**Exercise aim**
Transcribe each of the rows below verbatim, omitting the pictures from your transcription.

..............................

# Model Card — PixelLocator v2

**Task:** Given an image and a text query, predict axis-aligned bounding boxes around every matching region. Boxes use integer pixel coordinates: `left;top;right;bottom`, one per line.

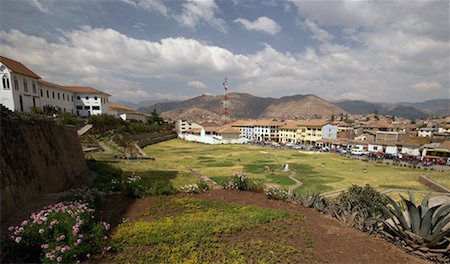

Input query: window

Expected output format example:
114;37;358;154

2;74;9;90
23;79;28;93
14;77;19;91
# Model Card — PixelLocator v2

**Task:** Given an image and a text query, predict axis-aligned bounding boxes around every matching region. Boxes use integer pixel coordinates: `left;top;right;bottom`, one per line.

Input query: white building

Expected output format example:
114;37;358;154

175;119;203;134
417;127;436;137
322;124;338;139
64;86;111;116
0;56;111;116
38;80;76;115
0;56;41;112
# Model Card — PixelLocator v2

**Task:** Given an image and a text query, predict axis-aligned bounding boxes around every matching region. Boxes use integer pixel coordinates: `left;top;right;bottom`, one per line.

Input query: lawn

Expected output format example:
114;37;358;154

108;196;312;263
146;139;450;192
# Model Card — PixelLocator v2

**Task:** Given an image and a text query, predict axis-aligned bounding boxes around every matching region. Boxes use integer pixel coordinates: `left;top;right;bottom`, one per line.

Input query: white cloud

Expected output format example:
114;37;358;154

412;82;442;92
188;81;206;89
304;19;334;42
29;0;51;14
234;16;281;35
121;0;170;17
174;0;227;33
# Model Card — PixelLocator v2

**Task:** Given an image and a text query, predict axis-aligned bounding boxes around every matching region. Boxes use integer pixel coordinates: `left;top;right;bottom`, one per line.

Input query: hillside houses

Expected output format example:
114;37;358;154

0;56;147;121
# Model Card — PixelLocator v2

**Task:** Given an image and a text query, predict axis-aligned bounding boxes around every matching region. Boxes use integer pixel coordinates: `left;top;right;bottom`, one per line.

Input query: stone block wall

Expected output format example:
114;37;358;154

0;107;88;221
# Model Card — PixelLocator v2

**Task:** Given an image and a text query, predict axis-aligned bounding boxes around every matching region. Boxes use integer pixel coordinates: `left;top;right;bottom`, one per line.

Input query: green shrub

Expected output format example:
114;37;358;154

337;184;387;217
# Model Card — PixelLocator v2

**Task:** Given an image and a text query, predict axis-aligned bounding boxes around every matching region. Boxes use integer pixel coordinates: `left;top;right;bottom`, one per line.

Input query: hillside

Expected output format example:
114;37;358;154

259;95;346;119
140;93;346;122
335;99;450;119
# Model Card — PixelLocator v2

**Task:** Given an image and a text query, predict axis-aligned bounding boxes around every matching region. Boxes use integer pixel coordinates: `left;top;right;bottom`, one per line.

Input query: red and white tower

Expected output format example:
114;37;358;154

221;77;230;125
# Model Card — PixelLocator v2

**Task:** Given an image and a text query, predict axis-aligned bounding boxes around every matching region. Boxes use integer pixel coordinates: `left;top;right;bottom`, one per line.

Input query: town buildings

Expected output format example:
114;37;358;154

0;56;111;116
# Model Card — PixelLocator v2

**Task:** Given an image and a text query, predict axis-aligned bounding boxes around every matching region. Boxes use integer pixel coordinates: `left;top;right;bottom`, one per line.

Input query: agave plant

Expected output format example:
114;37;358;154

383;192;450;254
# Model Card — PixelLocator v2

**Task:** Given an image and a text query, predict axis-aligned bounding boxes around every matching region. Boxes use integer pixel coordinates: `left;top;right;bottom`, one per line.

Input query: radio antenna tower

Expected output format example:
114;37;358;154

221;77;230;125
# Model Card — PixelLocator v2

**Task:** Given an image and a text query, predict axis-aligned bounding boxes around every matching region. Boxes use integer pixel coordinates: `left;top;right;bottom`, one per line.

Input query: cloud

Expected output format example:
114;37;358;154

304;19;334;42
121;0;170;17
234;16;281;36
188;81;206;89
412;82;442;92
174;0;227;33
28;0;51;14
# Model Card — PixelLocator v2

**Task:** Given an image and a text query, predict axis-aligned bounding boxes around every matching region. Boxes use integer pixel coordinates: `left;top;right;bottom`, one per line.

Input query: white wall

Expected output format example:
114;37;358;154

0;69;41;112
74;92;109;116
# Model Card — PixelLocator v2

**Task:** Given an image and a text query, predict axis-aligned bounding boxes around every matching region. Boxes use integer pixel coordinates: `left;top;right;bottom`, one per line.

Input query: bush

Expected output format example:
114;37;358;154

8;201;109;263
87;160;124;191
125;175;146;198
60;186;102;209
337;184;387;217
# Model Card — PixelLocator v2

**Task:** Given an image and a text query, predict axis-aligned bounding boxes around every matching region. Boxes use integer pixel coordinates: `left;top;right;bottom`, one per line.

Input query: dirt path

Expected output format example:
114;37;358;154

102;189;429;264
189;168;221;189
288;171;303;195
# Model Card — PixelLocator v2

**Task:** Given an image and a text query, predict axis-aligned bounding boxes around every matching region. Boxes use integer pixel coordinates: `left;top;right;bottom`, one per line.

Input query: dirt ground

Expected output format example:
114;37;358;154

94;190;429;263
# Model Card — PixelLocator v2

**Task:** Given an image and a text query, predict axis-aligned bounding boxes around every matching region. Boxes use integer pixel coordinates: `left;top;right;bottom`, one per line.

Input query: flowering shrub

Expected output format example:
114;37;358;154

224;171;263;192
8;201;110;263
180;183;200;193
124;173;146;198
265;188;289;201
61;186;101;208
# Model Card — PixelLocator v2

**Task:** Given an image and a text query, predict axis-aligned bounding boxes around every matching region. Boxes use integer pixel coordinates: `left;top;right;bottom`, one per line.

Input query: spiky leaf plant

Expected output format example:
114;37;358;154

383;192;450;254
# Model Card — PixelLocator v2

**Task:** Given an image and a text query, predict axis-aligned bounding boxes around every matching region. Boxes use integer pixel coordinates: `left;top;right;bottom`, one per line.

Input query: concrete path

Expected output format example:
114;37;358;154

134;143;148;158
77;124;92;136
189;168;221;189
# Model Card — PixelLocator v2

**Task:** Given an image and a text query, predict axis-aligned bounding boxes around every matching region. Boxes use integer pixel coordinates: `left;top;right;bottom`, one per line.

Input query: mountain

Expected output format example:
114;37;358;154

139;93;346;122
334;100;383;115
335;99;450;119
259;94;346;119
399;99;450;116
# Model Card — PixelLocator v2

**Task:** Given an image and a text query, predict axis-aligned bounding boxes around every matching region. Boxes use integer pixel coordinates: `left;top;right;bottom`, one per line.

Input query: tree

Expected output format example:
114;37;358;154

147;109;164;125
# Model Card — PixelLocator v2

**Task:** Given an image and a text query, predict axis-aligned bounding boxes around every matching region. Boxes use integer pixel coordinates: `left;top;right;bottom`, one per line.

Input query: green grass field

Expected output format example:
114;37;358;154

145;139;450;192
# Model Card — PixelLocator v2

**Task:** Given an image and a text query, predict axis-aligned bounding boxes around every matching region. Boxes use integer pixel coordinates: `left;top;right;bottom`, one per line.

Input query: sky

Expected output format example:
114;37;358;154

0;0;450;103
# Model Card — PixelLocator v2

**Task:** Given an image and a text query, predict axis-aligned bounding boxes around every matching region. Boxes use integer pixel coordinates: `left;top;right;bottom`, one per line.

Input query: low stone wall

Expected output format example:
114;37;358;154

124;130;177;148
419;175;450;193
0;107;89;222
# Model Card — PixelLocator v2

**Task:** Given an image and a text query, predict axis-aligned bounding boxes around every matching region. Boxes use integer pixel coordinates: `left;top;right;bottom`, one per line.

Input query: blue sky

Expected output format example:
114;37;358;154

0;0;450;102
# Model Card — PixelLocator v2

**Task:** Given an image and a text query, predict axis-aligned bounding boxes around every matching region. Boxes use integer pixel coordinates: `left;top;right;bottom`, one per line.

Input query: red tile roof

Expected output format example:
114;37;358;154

0;56;41;79
64;86;111;96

..............................

**Output of the task**
# Model Card — PixelLocator v2

**Task:** Given an image and a text query, predict axis-aligned bounding boxes around every matching region. Boxes use integer pixel coordinates: `left;top;right;bottom`, one per line.


Input query: window

Expected output format example:
114;37;358;154

2;74;9;90
23;79;28;93
14;77;19;91
# Model Card — PixelLocator v2

**Task:** Given an image and a text query, predict axis-aligned bounding boxes around every matching region. Boxes use integer pixel coordinates: `left;top;right;bottom`, one per line.

Input query: white building

Expected output format example:
114;37;358;154

175;119;203;134
417;127;436;137
322;124;338;139
64;86;111;116
0;56;111;116
38;80;76;115
0;56;41;112
# Model Card — PixelLocator v2

**Task:** Given an image and a text query, predict axis-aligned bounding boxes around every matching region. Boxes use integer pixel coordinates: `left;top;right;bottom`, one per line.

Input query: lawn

Expected output format example:
114;37;358;154

108;196;312;263
146;139;450;192
# Model Card — PixelLocator v2

**Task:** Given an image and a text query, predict axis-aligned bounding boxes around every matching region. Boxes use integer pixel coordinates: `left;top;right;bottom`, one per line.

Input query: white cloud

Expected output format example:
114;37;358;154

412;82;442;92
188;81;206;89
304;19;334;42
29;0;51;14
234;16;281;35
121;0;170;17
174;0;227;33
# Model Card — PixelLocator v2

**Task:** Given an image and a text query, predict axis-aligned bounding boxes around every matching region. Boxes use integer pixel coordinates: `left;top;right;bottom`, one per line.

Input query: hillside houses

Expected output format example:
114;37;358;154

0;56;147;121
# Model Card — PixelLocator v2

**Task:** Given an image and a text query, predict axis-aligned bounding boxes around every matching region. Boxes use integer pixel coordinates: `left;top;right;bottom`, one per line.

Input query: stone block wall

Expected output format example:
114;37;358;154

0;107;88;221
# Model Card — PixelLocator v2

**Task:** Given an image and a text query, predict axis-aligned bounding boxes around every matching region. Boxes use integer pixel coordinates: `left;top;right;bottom`, one per line.

Input query: green shrub

Expected output format example:
114;37;358;154

337;184;387;217
# Model Card — PixelLocator v2

**Task:** Given an image and a text query, predict axis-aligned bounding boxes around every matching region. Boxes use integer pixel coordinates: `left;top;right;bottom`, one per line.

Input query: hillside

Expected output format example:
114;37;358;154

259;95;346;119
140;93;346;122
335;99;450;119
# Model Card — PixelLocator v2

**Task:** Given an image and a text query, predict axis-aligned bounding boxes around every matching region. Boxes use integer pixel coordinates: `left;top;right;bottom`, one per line.

Input query: red and white tower

Expected output format example:
114;37;358;154

221;77;230;125
# Model Card — PixelLocator v2

**Task:** Given an image and a text query, predict axis-aligned bounding boxes around every matching region. Boxes use integer pixel coordinates: `left;top;right;bottom`, one per line.

Input query: town buildings

Expected output format example:
114;37;358;154

0;56;111;116
# Model Card — PixelLocator v2

**Task:** Given an image and a text query, predict axis-aligned bounding boxes around every matching region. Boxes use integer pixel coordinates: `left;top;right;bottom`, one per line.

Input query: agave plant

Expected output format example:
114;37;358;154

383;192;450;254
# Model Card — PixelLocator v2

**Task:** Given an image and a text query, predict axis-aligned bounding boxes around every matching region. Boxes use integer pixel coordinates: `left;top;right;bottom`, one per line.

Input query: radio antenna tower

Expected output format example:
114;37;358;154

221;77;230;125
# Model Card — PixelLocator v2

**Task:** Given an image and a text query, predict axis-aligned bounding boxes around every matching region. Boxes use integer pixel coordinates: `left;top;right;bottom`, one per line.

Input query: cloud

Expected output format example:
114;37;358;154

304;19;334;42
121;0;170;17
234;16;281;36
188;81;206;89
412;82;442;92
174;0;227;33
28;0;51;14
# Model Card — PixelLocator v2

**Task:** Given an image and a text query, predict axis-aligned bounding boxes around every matching region. Boxes use integer pixel coordinates: `left;top;right;bottom`, one per line.

Input query: white wall

Expected output format example:
114;37;358;154

0;69;41;112
74;92;109;116
# Model Card — PixelLocator v2

**Task:** Given an image and a text query, predict axis-aligned bounding boxes around every matching region. Boxes use integer pixel coordinates: `left;top;right;bottom`, one per line.

Input query: bush

Expected output format example:
114;37;358;154

8;201;109;263
87;160;124;191
125;175;146;198
60;186;102;209
337;184;387;217
# Model Card — PixelLocator v2

**Task:** Given an image and a text query, predict axis-aligned bounding boxes around every matching region. Boxes use integer pixel coordinates: `left;top;right;bottom`, one per line.

Input query: dirt path

Expected output format example:
114;37;358;154

102;189;429;264
189;168;221;189
288;171;303;195
# Model Card — PixelLocator v2

**Task:** Given an image and a text query, predict axis-aligned bounding boxes around every matching region. Boxes use integer pixel coordinates: `left;top;right;bottom`, one per line.

Input query: dirt ground

Expected output format example:
114;37;358;154

94;190;429;263
# Model Card — PixelLocator v2

**Task:** Given an image and a text query, predict axis-aligned bounding boxes around every matching region. Boxes use integer pixel coordinates: `left;top;right;bottom`, one per line.

Input query: flowering shrub

Expected output format example:
114;37;358;154

224;171;263;192
8;201;110;263
180;183;200;193
124;173;146;198
265;188;289;201
61;186;101;208
# Model Card — PixelLocator v2

**Task:** Given an image and a text query, predict axis-aligned bounding boxes around every matching region. Boxes use integer pixel coordinates: `left;top;right;bottom`, one per line.

Input query: spiky leaf plant

Expected output format example:
114;37;358;154

383;192;450;254
# Model Card — PixelLocator v2

**Task:** Given an image and a text query, predict axis-aligned bounding boxes around every matching region. Boxes use integer pixel coordinates: `left;top;right;bottom`, one per line.

Input query: concrete path

Expected output format example:
114;37;358;154

134;143;148;158
77;124;92;136
189;168;221;189
# Model Card — PixelLocator v2

**Task:** Given an image and a text query, predict axis-aligned bounding boxes around every matching region. Boxes use integer pixel coordinates: `left;top;right;bottom`, one per line.

Input query: mountain

Expected output format example:
114;37;358;154

139;93;346;122
334;100;383;115
335;99;450;119
259;94;346;119
399;99;450;116
# Model Card — PixelLocator v2

**Task:** Given an image and a text query, predict axis-aligned bounding boxes around every matching region. Boxes use integer pixel coordinates: `left;top;right;bottom`, one per line.

Input query: tree

Expected output format example:
114;37;358;154

147;109;164;125
# Model Card — PixelLocator v2

**Task:** Given an image and a text query, predict axis-aligned bounding boxes around every matching region. Boxes use integer pixel coordinates: `left;top;right;bottom`, one per line.

Input query: green grass field

Expected output format example:
114;37;358;154

145;139;450;192
# Model Card — PixelLocator v2

**Task:** Given an image and a text query, predict axis-aligned bounding boxes around every matching region. Boxes use integer pixel coordinates: `left;top;right;bottom`, one per line.

Input query: sky

Expected output format example:
114;37;358;154

0;0;450;103
# Model Card — PixelLocator v2

**Task:** Given an image and a text query, predict axis-aligned bounding boxes around every matching region. Boxes use integer pixel coordinates: `left;top;right;bottom`, one per line.

Input query: low stone wall

Expected output format example:
114;37;358;154

124;130;177;148
419;175;450;193
0;107;89;222
# Model Card — PixelLocator v2

**Task:** Given an image and a text query, predict axis-aligned bounding boxes around every matching region. Boxes use integer pixel coordinates: `left;top;right;bottom`, one per line.

Input query: blue sky

Expected output format example:
114;37;358;154

0;0;450;102
# Model Card — PixelLocator v2

**Task:** Given an image and a text query, predict axis-aligned bounding boxes around every matching region. Boxes use integer pixel coordinates: `left;top;right;bottom`, one per line.

Input query: red tile roof

Expected output format example:
114;37;358;154

0;56;41;79
64;86;111;96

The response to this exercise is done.